* _ACTIVITY_:
Below are some records. Say how many of their lines include the string "gloved", giving only the number.
Top of EXERCISE INPUTS
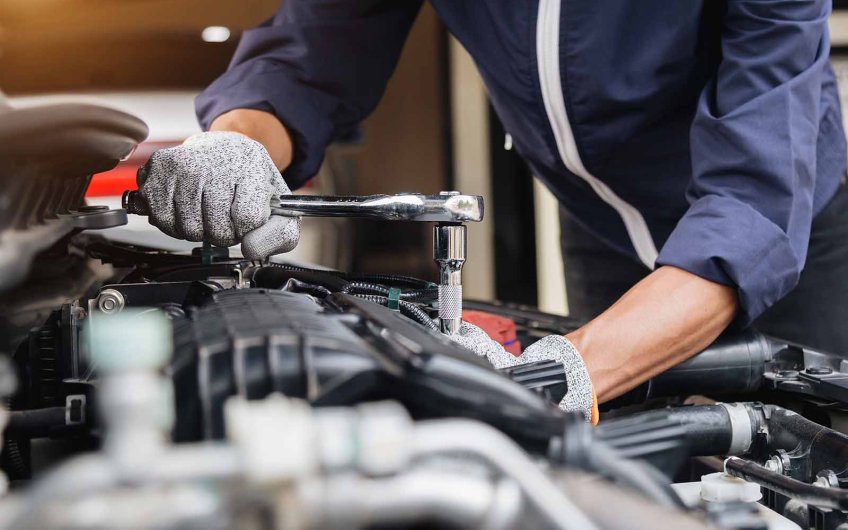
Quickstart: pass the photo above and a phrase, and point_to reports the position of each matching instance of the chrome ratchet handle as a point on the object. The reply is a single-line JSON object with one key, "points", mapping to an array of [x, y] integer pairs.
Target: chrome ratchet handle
{"points": [[443, 208]]}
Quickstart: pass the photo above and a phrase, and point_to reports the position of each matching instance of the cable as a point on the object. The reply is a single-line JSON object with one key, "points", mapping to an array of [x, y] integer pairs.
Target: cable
{"points": [[382, 290], [394, 279], [406, 308]]}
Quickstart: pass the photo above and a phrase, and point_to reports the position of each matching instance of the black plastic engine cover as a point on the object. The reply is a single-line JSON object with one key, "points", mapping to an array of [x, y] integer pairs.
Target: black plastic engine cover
{"points": [[255, 342], [252, 342]]}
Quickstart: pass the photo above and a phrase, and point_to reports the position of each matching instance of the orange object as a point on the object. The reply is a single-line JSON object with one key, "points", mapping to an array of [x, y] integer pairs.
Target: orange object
{"points": [[500, 329], [113, 183]]}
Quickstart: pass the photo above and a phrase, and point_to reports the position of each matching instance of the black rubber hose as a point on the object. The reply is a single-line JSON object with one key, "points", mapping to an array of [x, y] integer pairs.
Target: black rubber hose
{"points": [[822, 448], [834, 498], [276, 277], [393, 279], [407, 309], [634, 474], [297, 286], [38, 423], [707, 428]]}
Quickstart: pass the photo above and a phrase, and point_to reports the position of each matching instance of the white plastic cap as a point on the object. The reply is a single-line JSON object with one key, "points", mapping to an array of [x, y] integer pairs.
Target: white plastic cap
{"points": [[720, 487], [131, 340]]}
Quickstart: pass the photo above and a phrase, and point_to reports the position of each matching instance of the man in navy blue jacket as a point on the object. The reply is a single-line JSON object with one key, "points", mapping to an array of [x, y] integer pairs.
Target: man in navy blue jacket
{"points": [[697, 141]]}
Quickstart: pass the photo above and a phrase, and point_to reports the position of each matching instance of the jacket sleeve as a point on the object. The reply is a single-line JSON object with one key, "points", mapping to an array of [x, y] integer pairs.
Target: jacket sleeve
{"points": [[321, 66], [753, 145]]}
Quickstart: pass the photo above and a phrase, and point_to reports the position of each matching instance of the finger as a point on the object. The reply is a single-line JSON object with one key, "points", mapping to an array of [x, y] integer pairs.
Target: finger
{"points": [[188, 208], [216, 203], [251, 206], [278, 235], [157, 192]]}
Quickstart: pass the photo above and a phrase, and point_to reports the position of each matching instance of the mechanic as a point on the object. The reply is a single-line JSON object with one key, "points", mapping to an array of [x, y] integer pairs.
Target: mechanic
{"points": [[696, 149]]}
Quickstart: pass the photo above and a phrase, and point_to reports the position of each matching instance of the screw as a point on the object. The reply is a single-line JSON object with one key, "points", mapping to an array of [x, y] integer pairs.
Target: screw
{"points": [[110, 301]]}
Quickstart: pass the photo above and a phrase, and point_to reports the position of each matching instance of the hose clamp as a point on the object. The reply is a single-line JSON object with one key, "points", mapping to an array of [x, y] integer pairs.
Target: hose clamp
{"points": [[741, 427]]}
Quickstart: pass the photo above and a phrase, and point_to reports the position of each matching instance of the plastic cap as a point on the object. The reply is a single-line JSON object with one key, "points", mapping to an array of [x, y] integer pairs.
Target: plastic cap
{"points": [[130, 340], [720, 487]]}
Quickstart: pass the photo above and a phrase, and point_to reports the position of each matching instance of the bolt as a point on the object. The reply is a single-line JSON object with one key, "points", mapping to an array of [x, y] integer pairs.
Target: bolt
{"points": [[110, 301], [826, 479], [787, 374], [774, 464]]}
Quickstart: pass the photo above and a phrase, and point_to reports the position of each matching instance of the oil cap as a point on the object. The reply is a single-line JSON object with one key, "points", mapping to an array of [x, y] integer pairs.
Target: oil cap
{"points": [[721, 487]]}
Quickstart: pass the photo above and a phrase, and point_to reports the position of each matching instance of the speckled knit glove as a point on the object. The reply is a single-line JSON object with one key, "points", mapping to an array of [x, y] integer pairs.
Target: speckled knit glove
{"points": [[580, 396], [217, 187]]}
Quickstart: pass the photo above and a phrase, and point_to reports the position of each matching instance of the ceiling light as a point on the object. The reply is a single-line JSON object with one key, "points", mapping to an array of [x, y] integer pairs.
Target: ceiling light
{"points": [[216, 34]]}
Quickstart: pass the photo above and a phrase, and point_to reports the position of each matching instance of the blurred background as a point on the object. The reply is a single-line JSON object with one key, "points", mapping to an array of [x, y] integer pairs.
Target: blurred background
{"points": [[434, 130]]}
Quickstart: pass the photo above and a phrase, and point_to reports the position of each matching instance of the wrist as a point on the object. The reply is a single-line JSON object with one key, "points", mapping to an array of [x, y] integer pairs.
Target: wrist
{"points": [[261, 126]]}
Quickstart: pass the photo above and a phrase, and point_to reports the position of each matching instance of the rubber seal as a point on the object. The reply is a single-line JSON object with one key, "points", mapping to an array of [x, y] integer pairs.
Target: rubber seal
{"points": [[394, 298]]}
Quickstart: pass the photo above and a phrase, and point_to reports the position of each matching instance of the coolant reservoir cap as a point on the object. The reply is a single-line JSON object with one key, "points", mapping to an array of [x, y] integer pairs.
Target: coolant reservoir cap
{"points": [[130, 340], [721, 487]]}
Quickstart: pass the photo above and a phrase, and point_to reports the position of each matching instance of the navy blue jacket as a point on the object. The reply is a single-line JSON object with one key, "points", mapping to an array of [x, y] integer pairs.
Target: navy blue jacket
{"points": [[700, 134]]}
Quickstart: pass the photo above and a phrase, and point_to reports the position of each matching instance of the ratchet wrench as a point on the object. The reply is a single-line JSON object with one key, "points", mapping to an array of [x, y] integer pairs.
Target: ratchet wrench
{"points": [[449, 209]]}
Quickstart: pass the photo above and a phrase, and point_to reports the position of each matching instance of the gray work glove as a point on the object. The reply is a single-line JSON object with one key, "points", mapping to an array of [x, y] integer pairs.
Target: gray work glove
{"points": [[580, 396], [217, 188]]}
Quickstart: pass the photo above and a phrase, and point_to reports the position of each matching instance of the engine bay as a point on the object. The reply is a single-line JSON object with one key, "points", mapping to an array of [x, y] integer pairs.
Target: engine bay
{"points": [[152, 389]]}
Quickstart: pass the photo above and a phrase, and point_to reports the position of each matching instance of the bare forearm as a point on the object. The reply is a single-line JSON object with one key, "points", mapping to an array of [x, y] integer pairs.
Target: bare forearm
{"points": [[261, 126], [663, 320]]}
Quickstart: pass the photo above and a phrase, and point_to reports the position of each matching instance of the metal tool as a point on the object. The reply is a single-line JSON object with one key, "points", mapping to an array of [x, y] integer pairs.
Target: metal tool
{"points": [[449, 210]]}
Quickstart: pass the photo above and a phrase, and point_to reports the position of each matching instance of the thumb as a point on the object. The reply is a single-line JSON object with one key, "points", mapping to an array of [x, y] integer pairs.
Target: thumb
{"points": [[280, 234]]}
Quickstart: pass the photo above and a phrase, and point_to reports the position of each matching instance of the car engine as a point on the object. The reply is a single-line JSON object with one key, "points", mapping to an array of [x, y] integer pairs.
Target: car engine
{"points": [[146, 389]]}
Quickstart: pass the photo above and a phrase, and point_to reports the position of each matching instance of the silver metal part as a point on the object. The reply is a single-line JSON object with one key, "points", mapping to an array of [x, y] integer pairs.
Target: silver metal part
{"points": [[774, 464], [442, 208], [741, 434], [110, 301], [450, 250]]}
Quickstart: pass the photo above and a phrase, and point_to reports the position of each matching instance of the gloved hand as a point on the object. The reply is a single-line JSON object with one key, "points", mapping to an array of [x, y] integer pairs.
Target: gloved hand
Bottom of EXERCISE INPUTS
* _FINISHED TASK_:
2